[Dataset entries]
────────

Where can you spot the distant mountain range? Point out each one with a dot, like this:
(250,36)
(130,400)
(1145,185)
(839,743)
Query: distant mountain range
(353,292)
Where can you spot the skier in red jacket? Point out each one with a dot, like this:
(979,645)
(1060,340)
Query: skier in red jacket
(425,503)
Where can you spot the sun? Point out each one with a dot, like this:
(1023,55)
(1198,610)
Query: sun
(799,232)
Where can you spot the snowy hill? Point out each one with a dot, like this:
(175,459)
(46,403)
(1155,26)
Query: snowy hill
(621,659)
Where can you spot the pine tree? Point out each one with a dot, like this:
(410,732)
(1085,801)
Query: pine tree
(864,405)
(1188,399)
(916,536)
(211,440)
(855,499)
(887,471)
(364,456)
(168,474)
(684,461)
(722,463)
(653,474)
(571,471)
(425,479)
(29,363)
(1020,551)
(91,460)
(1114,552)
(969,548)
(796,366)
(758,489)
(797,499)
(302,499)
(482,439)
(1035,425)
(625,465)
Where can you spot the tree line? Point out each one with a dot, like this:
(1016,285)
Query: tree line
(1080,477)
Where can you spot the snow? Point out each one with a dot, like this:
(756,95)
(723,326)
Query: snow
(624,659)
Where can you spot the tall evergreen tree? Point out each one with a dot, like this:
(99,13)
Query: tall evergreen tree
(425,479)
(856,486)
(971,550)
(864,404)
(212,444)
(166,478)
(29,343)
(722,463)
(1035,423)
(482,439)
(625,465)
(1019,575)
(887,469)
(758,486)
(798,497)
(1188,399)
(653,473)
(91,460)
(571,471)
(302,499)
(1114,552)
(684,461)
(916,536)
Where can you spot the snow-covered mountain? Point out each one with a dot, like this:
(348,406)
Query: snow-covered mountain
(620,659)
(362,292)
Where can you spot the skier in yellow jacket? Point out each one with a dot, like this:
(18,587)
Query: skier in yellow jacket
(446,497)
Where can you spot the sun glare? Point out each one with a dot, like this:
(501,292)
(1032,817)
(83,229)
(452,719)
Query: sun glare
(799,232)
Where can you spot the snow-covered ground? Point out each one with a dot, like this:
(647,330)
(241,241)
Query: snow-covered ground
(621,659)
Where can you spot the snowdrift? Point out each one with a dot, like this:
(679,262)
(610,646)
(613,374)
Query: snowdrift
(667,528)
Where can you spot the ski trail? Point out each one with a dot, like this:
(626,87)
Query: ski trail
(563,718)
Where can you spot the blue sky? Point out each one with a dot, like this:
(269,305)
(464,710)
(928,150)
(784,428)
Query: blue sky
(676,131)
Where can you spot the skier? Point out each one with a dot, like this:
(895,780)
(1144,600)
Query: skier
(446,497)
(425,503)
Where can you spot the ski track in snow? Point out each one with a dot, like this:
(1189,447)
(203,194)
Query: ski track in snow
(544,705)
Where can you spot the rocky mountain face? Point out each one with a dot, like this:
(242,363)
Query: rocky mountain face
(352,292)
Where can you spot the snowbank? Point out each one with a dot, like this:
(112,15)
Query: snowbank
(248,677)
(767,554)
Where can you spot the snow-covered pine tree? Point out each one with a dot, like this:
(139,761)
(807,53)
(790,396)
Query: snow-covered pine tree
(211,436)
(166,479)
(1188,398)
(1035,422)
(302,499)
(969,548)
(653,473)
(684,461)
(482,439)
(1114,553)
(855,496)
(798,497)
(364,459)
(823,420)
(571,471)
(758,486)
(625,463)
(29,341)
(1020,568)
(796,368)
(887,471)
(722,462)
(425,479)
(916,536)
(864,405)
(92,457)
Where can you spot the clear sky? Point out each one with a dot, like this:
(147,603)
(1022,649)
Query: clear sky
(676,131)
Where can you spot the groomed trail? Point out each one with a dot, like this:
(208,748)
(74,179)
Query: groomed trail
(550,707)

────────

_Exercise instructions_
Would you quote, exactly and only, the lines from the one containing "Where can you spot the groomed" to the end of the entries?

_Your response_
Where can you spot the groomed trail? Point out each one with a dot, like this:
(208,748)
(74,179)
Query: groomed trail
(550,707)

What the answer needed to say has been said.